▶ **Material for this task**
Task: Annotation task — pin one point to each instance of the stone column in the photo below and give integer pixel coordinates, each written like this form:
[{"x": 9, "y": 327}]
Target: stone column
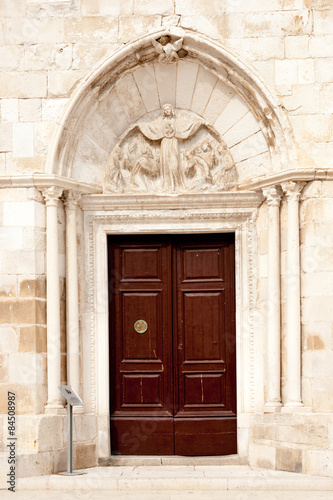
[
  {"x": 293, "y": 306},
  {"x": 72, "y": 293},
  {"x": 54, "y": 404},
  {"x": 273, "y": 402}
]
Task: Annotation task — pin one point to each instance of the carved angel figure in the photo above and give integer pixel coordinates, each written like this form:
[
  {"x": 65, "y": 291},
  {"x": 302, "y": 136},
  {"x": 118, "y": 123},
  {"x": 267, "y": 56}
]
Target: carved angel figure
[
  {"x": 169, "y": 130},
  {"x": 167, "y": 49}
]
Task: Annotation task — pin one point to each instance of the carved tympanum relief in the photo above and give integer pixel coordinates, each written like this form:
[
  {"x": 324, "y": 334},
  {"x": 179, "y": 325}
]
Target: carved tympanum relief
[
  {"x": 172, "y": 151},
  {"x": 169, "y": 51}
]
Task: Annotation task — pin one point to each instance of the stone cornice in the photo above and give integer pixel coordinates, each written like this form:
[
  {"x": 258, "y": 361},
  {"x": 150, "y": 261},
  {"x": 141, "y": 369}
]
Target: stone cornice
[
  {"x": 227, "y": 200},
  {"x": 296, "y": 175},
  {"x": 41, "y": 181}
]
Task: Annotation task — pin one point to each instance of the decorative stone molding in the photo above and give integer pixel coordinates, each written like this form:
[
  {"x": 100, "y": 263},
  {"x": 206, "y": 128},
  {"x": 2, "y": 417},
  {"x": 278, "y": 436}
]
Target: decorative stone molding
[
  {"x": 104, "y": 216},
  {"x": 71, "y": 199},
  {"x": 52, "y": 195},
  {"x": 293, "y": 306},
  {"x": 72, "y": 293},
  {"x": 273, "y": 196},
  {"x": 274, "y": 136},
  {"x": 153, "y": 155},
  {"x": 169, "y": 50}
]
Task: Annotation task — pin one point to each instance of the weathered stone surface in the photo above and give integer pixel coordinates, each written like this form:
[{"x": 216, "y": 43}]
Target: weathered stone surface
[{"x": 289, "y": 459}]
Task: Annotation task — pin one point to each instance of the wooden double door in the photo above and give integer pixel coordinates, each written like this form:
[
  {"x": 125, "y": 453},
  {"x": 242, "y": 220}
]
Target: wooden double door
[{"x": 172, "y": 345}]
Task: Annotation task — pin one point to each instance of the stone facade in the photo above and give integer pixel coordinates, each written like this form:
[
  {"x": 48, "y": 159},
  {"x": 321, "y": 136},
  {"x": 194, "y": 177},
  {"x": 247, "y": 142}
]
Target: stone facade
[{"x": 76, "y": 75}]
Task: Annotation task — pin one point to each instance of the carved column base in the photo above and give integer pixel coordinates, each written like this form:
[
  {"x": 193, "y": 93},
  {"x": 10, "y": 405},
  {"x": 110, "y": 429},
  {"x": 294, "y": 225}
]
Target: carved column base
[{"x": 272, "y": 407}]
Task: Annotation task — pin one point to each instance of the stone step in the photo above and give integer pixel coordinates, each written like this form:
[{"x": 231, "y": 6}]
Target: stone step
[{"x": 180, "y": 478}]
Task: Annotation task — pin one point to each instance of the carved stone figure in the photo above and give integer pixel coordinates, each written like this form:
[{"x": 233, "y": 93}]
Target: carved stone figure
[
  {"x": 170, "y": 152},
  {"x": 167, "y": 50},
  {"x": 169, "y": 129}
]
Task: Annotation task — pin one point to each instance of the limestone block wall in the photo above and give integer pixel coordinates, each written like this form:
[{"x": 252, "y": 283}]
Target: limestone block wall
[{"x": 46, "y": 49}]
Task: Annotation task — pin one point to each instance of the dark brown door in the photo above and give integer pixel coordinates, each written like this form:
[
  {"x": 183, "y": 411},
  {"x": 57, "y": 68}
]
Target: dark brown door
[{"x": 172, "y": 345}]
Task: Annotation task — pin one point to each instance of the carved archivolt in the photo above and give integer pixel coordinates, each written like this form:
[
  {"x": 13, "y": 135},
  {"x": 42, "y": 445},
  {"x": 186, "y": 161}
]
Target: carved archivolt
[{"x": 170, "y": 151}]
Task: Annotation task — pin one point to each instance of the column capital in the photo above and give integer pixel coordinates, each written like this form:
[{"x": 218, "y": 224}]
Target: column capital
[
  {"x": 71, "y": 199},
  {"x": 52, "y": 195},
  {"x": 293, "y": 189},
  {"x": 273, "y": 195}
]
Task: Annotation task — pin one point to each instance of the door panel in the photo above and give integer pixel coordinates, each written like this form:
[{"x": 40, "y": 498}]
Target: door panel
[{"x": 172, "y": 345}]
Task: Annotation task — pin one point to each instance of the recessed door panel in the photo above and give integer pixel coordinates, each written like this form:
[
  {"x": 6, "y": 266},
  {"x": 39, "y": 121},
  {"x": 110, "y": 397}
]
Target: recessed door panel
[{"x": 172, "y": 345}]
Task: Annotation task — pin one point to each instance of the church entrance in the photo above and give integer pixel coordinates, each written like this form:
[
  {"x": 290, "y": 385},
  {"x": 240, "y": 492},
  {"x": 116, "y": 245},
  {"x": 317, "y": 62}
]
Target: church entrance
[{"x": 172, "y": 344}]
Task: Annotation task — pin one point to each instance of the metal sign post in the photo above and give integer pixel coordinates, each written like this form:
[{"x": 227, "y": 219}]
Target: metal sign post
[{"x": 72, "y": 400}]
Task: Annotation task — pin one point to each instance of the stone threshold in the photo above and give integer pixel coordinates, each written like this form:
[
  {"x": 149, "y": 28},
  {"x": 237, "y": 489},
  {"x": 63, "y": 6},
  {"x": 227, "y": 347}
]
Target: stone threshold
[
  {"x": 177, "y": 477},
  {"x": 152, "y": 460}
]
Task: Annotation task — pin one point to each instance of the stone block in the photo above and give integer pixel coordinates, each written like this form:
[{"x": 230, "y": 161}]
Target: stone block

▶ **Task prompt**
The records above are to be repeated exactly, apart from their pictures.

▶ **Your solution**
Task: Annotation task — pin one point to each instance of the stone column in the photo below and give integer pixel coordinates, each written like this form:
[{"x": 9, "y": 327}]
Target: stone column
[
  {"x": 293, "y": 306},
  {"x": 72, "y": 293},
  {"x": 54, "y": 404},
  {"x": 273, "y": 402}
]
Task: Annotation task — pin one point to each instance of the carved angel figure in the photo above and give integer pixel coordinates, each written like this form:
[
  {"x": 65, "y": 291},
  {"x": 302, "y": 136},
  {"x": 118, "y": 123},
  {"x": 267, "y": 56}
]
Target: carved angel figure
[
  {"x": 169, "y": 130},
  {"x": 167, "y": 49}
]
Task: Annotation task — pin one point to each instance of the carved tympanum relief in the photo above and give integer pixel coordinates, each written like this form:
[
  {"x": 324, "y": 334},
  {"x": 179, "y": 325}
]
Target: carved tympanum relief
[
  {"x": 172, "y": 151},
  {"x": 169, "y": 51}
]
Task: Annotation task — pin one point to each instance of the stone cornice in the photo above and give integer pixel coordinates, each written like this form:
[
  {"x": 258, "y": 361},
  {"x": 150, "y": 261},
  {"x": 141, "y": 369}
]
Target: stone cornice
[
  {"x": 227, "y": 200},
  {"x": 296, "y": 175},
  {"x": 41, "y": 181}
]
Task: Annotation task — pin one point to each instance of the decorative stone molding in the photo above and give integer pixel coordinates, each written like this form:
[
  {"x": 100, "y": 263},
  {"x": 206, "y": 128},
  {"x": 2, "y": 417},
  {"x": 278, "y": 436}
]
Target: decorative stone molding
[
  {"x": 104, "y": 216},
  {"x": 71, "y": 199},
  {"x": 52, "y": 195},
  {"x": 293, "y": 306},
  {"x": 72, "y": 293},
  {"x": 273, "y": 196},
  {"x": 274, "y": 136},
  {"x": 153, "y": 155},
  {"x": 169, "y": 50}
]
Task: Annotation task — pin one point to each instance of the weathered stone surface in the photo above and give integer pixel coordinates, each written like this form:
[{"x": 216, "y": 43}]
Target: weathered stone surface
[{"x": 289, "y": 459}]
Task: Annotation task — pin one point to each instance of the wooden double door in the photo above and give integer pixel coordinates, each written like this form:
[
  {"x": 125, "y": 453},
  {"x": 242, "y": 220}
]
Target: wooden double door
[{"x": 172, "y": 345}]
Task: Annotation task — pin one point to each instance of the stone facade in the photo above and give integer pixel coordinates, each written like this form:
[
  {"x": 48, "y": 159},
  {"x": 321, "y": 136},
  {"x": 194, "y": 177},
  {"x": 247, "y": 142}
]
Target: stone facade
[{"x": 76, "y": 75}]
Task: Annotation task — pin one point to each instance of the carved column base in the photo above and give integer pixel coordinates, each written like this form:
[
  {"x": 193, "y": 93},
  {"x": 10, "y": 405},
  {"x": 110, "y": 429},
  {"x": 294, "y": 225}
]
Target: carved column base
[{"x": 272, "y": 407}]
Task: Annotation task — pin one point to each instance of the stone step in the photo above and give integer pixel coordinates, each written like this form:
[{"x": 231, "y": 6}]
Target: stone step
[{"x": 180, "y": 478}]
Task: Annotation task — pin one point to each instance of the carved stone figure in the photo above and give integer pixel coordinates, each written like this form:
[{"x": 233, "y": 93}]
Target: carved stone figure
[
  {"x": 170, "y": 152},
  {"x": 167, "y": 50},
  {"x": 169, "y": 129}
]
Task: Annotation task — pin one point to each instance of the limestone block wall in the photo above and give integer pixel coordinates, each written like this form:
[{"x": 252, "y": 283}]
Target: limestone block wall
[{"x": 46, "y": 49}]
Task: Annotation task — pin one point to each instance of the dark brown door in the photo above and give integer pixel coordinates, each written like this form:
[
  {"x": 183, "y": 411},
  {"x": 57, "y": 68}
]
Target: dark brown door
[{"x": 172, "y": 345}]
Task: Annotation task — pin one point to each instance of the carved archivolt in the photo above and give integer pixel coordinates, each written like this form:
[
  {"x": 13, "y": 135},
  {"x": 42, "y": 445},
  {"x": 186, "y": 161}
]
Target: carved archivolt
[{"x": 170, "y": 151}]
Task: Annotation task — pin one point to each instance of the column capital in the photo above and give integer pixel coordinates, each written like this form:
[{"x": 218, "y": 224}]
Target: column capital
[
  {"x": 71, "y": 199},
  {"x": 52, "y": 195},
  {"x": 293, "y": 189},
  {"x": 273, "y": 195}
]
Task: Annotation task — pin one point to each instance of the door panel in the photo above and give integer pixel coordinates, each written like this form:
[{"x": 40, "y": 498}]
Target: door panel
[{"x": 172, "y": 345}]
Task: Annotation task — pin one point to each instance of the recessed door panel in the photo above and give integer pixel coordinates, each written like this form:
[
  {"x": 6, "y": 266},
  {"x": 39, "y": 121},
  {"x": 110, "y": 397}
]
Target: recessed door panel
[{"x": 172, "y": 345}]
Task: Annotation task — pin one point to each instance of the church entrance in the photo above and give integer pixel coordinates, each written like this form:
[
  {"x": 290, "y": 385},
  {"x": 240, "y": 492},
  {"x": 116, "y": 245},
  {"x": 317, "y": 62}
]
Target: church entrance
[{"x": 172, "y": 344}]
Task: Annotation task — pin one point to each instance of the metal sign post in the photo above and give integer pixel coordinates, each written like this form:
[{"x": 227, "y": 219}]
Target: metal sign post
[{"x": 72, "y": 400}]
Task: Annotation task — pin one point to each instance of the stone threshold in the photo above and give integer pixel coordinates, each written like this form:
[
  {"x": 149, "y": 28},
  {"x": 237, "y": 489},
  {"x": 63, "y": 6},
  {"x": 227, "y": 347}
]
Target: stone threshold
[
  {"x": 177, "y": 477},
  {"x": 152, "y": 460}
]
Task: Annotation task — pin one point to each instance of the stone block in the photo above and give integer pixel coordinates, each written like this form:
[{"x": 230, "y": 161}]
Target: stone block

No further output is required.